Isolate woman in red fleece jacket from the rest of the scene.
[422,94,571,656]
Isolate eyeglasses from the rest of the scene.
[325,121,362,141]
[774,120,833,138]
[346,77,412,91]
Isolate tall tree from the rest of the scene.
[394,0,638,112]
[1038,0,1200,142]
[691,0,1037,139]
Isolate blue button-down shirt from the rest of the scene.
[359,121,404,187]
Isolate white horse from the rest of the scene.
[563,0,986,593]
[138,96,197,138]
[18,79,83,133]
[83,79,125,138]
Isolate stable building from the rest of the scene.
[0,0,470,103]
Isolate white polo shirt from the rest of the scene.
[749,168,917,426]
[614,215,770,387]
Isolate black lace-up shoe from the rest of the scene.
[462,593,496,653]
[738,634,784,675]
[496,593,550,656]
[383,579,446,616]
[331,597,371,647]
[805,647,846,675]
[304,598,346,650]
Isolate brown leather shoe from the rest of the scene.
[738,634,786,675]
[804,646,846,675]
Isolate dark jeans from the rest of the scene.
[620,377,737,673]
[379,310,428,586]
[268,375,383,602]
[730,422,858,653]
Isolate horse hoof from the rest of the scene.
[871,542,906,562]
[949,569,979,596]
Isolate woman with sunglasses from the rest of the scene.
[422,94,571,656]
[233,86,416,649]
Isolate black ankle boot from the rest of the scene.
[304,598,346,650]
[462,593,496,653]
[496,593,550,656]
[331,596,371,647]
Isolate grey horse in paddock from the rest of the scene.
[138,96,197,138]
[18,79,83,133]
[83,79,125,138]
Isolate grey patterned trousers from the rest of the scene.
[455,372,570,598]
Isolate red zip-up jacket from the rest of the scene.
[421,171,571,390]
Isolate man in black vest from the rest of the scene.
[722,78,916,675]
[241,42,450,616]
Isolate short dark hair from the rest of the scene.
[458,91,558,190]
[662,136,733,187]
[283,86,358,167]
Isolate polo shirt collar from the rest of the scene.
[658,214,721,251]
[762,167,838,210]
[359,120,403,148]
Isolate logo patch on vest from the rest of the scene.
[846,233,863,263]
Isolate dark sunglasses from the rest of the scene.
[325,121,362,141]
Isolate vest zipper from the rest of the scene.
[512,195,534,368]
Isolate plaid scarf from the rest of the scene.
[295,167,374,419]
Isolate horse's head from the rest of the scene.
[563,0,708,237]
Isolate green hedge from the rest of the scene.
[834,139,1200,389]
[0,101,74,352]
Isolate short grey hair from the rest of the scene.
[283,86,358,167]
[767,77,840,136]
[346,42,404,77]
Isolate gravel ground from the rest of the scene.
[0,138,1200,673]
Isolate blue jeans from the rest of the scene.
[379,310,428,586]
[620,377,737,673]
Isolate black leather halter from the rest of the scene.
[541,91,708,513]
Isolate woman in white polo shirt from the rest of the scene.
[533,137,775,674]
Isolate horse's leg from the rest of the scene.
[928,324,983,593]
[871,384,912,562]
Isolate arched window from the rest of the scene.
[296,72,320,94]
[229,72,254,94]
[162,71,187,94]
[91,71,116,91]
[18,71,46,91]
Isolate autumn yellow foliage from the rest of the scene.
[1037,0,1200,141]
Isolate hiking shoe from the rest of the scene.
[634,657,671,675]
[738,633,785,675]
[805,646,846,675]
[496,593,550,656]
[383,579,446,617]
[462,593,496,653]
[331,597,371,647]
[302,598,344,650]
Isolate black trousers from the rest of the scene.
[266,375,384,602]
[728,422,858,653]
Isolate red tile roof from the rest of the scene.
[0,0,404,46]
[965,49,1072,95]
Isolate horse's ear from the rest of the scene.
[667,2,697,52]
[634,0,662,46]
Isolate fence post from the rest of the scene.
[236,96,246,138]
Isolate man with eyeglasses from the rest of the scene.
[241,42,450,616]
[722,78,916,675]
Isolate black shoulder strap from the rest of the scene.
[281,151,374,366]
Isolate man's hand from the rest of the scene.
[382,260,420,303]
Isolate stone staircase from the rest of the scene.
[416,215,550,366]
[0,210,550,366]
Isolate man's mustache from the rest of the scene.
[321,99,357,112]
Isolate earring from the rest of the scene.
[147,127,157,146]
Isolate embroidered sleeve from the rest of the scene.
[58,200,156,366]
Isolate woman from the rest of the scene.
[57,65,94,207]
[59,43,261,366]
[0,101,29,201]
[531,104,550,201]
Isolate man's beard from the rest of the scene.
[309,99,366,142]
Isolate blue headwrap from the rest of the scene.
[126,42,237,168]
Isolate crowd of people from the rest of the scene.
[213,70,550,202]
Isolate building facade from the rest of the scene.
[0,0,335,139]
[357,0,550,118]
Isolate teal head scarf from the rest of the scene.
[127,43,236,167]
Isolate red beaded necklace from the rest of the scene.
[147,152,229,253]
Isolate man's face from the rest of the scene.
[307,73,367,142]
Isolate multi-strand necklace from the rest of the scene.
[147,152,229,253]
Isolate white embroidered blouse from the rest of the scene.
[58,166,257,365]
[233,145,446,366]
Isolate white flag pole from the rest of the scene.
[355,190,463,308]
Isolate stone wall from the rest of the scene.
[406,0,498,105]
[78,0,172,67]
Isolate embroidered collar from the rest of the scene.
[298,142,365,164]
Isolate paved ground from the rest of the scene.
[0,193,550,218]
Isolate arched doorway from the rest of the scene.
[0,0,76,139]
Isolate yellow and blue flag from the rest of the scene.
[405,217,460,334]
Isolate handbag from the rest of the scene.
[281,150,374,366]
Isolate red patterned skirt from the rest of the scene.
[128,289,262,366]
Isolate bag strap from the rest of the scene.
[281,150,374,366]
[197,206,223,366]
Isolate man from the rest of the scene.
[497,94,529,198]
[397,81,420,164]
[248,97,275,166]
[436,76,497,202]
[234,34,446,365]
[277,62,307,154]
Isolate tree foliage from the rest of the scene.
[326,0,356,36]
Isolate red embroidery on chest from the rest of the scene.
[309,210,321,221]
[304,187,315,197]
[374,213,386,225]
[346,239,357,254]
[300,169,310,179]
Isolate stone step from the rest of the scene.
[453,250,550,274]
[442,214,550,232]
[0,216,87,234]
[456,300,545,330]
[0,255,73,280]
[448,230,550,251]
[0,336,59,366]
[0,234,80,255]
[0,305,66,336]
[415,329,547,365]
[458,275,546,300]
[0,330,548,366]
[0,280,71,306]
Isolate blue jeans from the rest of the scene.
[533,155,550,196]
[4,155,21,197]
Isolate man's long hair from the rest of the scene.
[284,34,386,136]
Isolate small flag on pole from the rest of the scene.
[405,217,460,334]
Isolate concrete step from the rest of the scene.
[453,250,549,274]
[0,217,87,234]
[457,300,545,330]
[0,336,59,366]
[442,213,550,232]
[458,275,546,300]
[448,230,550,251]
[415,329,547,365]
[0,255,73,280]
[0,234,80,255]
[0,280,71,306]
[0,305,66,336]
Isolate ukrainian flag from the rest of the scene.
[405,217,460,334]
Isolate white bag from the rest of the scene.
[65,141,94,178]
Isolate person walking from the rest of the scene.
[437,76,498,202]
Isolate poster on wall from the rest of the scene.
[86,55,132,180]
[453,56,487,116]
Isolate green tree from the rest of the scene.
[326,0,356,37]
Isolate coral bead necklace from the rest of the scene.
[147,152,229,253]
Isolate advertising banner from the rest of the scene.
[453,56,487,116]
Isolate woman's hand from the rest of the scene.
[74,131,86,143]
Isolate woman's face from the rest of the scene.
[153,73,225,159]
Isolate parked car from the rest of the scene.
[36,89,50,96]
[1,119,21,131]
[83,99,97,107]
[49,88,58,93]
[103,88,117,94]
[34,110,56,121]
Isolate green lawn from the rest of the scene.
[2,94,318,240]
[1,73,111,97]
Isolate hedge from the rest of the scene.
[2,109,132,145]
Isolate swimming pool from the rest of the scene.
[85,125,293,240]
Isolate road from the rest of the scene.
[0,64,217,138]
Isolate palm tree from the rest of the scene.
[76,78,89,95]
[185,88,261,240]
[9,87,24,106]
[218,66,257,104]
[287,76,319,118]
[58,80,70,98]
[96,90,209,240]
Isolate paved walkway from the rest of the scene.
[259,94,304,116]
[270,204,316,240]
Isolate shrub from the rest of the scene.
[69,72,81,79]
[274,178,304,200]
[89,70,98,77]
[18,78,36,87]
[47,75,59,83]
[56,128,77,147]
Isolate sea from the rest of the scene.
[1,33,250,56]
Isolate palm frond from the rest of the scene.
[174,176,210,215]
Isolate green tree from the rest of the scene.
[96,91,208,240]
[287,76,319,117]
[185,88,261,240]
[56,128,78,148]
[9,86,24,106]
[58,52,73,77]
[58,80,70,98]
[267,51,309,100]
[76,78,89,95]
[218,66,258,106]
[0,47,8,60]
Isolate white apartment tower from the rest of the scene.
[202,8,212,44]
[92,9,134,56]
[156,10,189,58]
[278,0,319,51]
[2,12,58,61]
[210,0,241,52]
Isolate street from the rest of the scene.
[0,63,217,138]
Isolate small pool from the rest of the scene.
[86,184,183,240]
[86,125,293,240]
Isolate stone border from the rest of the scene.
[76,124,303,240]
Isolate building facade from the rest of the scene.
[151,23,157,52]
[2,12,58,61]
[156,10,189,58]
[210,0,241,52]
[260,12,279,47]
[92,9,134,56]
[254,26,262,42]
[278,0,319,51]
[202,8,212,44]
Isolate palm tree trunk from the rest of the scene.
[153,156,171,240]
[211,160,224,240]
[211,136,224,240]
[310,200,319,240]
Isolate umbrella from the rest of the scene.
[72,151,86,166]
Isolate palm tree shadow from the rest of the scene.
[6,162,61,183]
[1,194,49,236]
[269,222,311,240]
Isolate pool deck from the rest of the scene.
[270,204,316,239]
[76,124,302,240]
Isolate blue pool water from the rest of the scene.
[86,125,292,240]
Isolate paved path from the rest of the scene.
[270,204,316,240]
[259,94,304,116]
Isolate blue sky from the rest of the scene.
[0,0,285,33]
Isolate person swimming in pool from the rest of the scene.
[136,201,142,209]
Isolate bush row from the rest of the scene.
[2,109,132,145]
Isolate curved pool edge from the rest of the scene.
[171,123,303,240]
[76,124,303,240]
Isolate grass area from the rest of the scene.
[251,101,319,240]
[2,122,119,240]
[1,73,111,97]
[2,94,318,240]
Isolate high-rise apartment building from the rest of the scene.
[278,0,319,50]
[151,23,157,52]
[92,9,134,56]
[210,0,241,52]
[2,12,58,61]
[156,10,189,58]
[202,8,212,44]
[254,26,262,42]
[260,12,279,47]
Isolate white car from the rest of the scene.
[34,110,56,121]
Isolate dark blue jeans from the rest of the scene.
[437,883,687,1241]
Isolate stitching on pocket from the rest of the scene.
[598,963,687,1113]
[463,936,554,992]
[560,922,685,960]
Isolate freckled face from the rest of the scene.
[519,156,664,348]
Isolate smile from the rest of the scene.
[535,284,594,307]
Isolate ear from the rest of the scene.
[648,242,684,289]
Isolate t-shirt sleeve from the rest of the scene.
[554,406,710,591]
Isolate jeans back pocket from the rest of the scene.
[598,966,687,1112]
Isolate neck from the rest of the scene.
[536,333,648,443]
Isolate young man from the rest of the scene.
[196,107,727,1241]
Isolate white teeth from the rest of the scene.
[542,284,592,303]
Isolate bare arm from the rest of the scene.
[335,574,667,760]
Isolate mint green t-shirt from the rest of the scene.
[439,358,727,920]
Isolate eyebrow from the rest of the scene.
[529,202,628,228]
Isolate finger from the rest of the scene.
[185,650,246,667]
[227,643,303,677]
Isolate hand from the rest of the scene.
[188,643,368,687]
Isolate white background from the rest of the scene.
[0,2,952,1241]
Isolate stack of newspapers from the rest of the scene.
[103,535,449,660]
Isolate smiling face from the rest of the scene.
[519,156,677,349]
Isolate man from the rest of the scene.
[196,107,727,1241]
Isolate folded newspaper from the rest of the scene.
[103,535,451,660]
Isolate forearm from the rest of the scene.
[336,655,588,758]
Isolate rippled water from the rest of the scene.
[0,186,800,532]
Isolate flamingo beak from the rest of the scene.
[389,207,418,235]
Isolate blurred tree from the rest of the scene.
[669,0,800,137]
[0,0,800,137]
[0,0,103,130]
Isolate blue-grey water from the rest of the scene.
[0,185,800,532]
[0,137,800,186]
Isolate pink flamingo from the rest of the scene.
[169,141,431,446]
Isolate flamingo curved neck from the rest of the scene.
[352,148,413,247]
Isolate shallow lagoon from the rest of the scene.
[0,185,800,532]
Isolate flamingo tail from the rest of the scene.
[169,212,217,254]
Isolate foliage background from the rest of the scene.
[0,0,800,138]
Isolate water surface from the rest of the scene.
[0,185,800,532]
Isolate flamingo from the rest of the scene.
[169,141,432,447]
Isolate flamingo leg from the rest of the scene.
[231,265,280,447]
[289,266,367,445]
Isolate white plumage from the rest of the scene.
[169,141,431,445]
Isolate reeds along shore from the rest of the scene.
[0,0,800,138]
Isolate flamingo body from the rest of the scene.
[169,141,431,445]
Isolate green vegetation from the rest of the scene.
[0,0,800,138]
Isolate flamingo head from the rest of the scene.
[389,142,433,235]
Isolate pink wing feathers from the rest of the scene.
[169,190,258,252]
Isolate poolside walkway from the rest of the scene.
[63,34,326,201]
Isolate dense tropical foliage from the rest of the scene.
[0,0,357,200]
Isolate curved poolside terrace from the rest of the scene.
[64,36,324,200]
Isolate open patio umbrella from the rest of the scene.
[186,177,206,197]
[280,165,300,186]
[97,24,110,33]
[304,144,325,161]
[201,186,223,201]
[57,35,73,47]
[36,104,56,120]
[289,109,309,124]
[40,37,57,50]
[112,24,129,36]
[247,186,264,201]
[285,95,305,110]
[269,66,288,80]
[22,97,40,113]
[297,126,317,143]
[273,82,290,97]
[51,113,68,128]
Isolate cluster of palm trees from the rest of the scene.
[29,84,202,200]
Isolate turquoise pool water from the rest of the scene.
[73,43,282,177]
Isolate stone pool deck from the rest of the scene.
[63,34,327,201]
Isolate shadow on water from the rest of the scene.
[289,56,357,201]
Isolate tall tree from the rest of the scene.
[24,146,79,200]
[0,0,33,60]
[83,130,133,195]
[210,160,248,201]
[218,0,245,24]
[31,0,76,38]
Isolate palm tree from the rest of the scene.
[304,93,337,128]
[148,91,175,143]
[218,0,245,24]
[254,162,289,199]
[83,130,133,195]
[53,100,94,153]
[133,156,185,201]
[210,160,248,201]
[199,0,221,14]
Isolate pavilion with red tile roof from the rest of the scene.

------------------------------------------------

--- DIRECTION ---
Please pull out every line of the records above that contains the word "leather", matching case exactly.

--- OUTPUT OF THE TASK ---
Isolate brown leather shoe from the rest of the scene.
Isolate black leather halter from the rest of the scene.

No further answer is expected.